Records

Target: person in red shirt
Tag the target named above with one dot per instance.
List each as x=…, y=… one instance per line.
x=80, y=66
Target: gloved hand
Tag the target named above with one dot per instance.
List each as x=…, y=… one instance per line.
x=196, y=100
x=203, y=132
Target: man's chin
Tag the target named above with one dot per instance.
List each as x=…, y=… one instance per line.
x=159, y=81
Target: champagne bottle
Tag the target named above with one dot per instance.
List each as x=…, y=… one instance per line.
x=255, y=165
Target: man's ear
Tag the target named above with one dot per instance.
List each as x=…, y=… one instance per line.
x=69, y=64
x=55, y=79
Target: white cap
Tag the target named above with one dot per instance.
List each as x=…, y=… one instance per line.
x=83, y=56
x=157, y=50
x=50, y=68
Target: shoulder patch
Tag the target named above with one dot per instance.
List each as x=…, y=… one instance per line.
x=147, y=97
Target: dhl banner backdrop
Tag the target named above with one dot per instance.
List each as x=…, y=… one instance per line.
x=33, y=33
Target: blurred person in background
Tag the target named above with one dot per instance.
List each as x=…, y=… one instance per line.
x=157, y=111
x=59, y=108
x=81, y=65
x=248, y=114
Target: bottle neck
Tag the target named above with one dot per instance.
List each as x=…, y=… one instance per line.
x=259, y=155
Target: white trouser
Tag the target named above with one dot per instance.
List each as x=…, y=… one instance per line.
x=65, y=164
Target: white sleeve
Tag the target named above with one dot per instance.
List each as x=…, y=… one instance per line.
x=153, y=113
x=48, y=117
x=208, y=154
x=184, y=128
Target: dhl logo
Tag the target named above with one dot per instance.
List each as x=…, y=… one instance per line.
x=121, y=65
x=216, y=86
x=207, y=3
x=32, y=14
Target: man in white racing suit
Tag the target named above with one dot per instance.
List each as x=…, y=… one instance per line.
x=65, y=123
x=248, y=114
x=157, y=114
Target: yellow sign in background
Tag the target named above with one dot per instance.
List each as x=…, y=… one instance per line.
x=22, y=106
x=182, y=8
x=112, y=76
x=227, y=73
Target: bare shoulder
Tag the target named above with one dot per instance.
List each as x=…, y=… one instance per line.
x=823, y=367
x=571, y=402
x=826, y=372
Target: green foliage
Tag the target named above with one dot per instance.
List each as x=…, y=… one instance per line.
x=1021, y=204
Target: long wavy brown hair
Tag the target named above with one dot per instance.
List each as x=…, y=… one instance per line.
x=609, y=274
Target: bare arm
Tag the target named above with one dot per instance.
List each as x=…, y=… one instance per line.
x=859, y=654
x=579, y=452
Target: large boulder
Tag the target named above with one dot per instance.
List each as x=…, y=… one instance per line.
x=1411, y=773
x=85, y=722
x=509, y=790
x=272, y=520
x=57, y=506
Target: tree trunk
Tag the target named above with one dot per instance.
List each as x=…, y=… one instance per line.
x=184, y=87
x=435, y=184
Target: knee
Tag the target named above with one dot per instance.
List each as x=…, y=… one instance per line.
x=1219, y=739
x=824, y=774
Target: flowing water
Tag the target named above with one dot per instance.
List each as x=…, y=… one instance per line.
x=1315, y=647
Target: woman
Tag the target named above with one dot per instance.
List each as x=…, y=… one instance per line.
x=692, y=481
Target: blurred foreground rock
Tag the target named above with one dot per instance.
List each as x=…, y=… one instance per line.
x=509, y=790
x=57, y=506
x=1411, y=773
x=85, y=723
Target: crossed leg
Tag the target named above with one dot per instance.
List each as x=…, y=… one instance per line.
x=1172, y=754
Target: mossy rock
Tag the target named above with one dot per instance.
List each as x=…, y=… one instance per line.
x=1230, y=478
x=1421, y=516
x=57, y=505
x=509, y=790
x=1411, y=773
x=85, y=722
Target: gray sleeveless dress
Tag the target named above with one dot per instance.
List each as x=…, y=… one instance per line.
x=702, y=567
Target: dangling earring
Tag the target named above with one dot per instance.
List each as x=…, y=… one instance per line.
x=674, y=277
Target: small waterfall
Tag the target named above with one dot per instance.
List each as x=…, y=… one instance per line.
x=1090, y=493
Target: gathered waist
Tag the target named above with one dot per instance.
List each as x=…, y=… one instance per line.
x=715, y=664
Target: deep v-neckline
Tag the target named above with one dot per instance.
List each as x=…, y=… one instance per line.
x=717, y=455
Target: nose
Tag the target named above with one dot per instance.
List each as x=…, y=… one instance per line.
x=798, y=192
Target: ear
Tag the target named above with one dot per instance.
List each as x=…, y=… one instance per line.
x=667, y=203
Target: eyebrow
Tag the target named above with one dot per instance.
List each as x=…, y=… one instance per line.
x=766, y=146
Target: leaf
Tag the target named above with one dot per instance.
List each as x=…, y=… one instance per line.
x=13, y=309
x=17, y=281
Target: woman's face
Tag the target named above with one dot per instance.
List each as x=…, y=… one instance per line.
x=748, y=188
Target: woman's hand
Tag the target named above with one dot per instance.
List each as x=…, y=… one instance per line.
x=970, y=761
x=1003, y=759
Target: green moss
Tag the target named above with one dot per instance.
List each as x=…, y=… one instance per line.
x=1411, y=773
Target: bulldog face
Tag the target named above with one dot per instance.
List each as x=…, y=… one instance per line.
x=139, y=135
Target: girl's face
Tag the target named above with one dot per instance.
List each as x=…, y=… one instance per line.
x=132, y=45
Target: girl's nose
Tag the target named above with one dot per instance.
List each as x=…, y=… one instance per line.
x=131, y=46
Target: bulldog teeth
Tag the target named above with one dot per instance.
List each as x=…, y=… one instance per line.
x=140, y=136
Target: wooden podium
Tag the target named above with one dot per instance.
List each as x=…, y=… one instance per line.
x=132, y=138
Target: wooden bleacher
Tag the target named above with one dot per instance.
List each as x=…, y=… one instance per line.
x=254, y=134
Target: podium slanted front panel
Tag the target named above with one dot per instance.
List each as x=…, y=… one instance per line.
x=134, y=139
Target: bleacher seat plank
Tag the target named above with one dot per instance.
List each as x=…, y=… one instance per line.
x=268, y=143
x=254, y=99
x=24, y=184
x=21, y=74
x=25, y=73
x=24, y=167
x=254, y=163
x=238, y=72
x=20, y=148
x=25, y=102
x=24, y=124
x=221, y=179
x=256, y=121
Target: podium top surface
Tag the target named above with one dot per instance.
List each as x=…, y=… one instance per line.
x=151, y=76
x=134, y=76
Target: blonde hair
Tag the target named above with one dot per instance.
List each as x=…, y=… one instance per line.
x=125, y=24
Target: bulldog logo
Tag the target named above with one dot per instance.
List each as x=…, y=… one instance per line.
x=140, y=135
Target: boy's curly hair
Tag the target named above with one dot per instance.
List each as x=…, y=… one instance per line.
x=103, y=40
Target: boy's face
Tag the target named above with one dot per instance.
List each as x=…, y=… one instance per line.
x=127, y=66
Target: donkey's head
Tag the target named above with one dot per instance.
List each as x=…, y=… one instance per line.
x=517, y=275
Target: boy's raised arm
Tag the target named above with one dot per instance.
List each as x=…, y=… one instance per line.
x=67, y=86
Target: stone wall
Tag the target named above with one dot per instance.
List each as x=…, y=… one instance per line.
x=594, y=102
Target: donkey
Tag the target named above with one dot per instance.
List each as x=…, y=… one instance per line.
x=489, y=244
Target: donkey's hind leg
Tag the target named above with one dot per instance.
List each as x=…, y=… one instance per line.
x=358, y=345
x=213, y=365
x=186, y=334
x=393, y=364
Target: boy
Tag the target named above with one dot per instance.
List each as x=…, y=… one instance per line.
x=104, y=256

> [Prompt] In the entries above, find the line containing "Target: donkey's head". Set down that line and every line after it through the last one, exactly and alone.

> [Output for this exercise]
Target: donkey's head
Tag the target named above with one dot per instance.
List each as x=…, y=… one instance per line.
x=517, y=275
Target: boy's raised arm
Tag the target named above with one dot per instance.
List each as x=…, y=… one instance per line.
x=67, y=86
Target: stone wall
Tag the target named above with one dot per instance.
List each as x=…, y=… one instance per line.
x=594, y=102
Target: donkey
Tag the target named above with one dot per instance.
List each as x=…, y=… one instance per line.
x=489, y=244
Target: donkey's hind leg
Tag the target named above with one dot per instance.
List each as x=…, y=… one instance per line.
x=358, y=345
x=213, y=365
x=186, y=334
x=393, y=364
Target: boy
Tag the target named above with one dot per instance.
List each as x=…, y=… one instance per line.
x=104, y=256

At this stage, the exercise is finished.